# What to do
Show every line of the records below that contains the string "cloud", copying each line in full. Case counts, so match only that exact capitalization.

# Extracted records
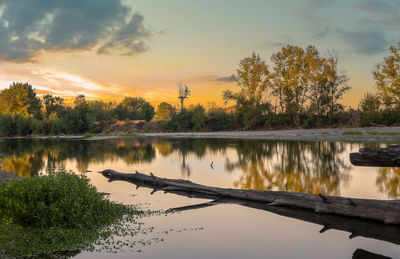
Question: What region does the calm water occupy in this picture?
[0,138,400,258]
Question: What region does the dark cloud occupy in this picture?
[0,0,151,62]
[213,76,235,83]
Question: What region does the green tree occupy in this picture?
[360,93,381,113]
[192,104,207,131]
[177,82,190,112]
[156,102,176,120]
[271,45,309,127]
[42,94,65,118]
[0,83,41,117]
[373,41,400,109]
[114,97,154,121]
[323,55,351,120]
[139,102,155,122]
[223,53,270,105]
[222,53,271,129]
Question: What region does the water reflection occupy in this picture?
[0,139,156,177]
[226,142,350,195]
[0,138,400,198]
[376,167,400,199]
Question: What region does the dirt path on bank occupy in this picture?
[138,127,400,143]
[0,127,400,144]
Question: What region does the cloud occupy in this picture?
[338,28,390,55]
[0,0,152,62]
[300,0,400,55]
[212,76,234,83]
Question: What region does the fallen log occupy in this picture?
[353,249,391,259]
[99,169,400,225]
[350,146,400,167]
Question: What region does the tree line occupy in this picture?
[0,41,400,136]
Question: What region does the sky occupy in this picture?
[0,0,400,108]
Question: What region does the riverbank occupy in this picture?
[0,169,23,182]
[3,127,400,143]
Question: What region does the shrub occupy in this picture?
[0,171,136,256]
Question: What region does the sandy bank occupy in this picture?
[0,127,400,143]
[138,127,400,143]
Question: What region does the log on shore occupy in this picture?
[99,169,400,225]
[350,146,400,167]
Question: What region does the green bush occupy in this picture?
[0,171,137,256]
[0,171,127,228]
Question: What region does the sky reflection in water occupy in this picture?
[0,138,400,258]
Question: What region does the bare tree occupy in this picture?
[177,82,190,111]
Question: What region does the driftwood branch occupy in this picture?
[350,146,400,167]
[100,170,400,225]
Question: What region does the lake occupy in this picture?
[0,138,400,258]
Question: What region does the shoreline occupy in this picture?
[0,127,400,143]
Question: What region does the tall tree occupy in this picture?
[271,45,308,126]
[324,55,351,119]
[373,41,400,109]
[156,102,176,120]
[223,52,270,105]
[114,97,154,121]
[0,83,41,117]
[177,82,190,112]
[42,94,65,118]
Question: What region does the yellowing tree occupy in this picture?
[0,83,41,116]
[373,41,400,109]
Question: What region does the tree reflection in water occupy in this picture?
[225,141,350,195]
[0,138,400,198]
[376,167,400,199]
[0,139,156,177]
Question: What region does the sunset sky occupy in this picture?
[0,0,400,107]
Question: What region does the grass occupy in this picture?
[343,130,364,135]
[0,171,140,257]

# Worked answer
Question: What region does the dark cloud occupy in this picture?
Question: What region does the cloud occupy in this picture?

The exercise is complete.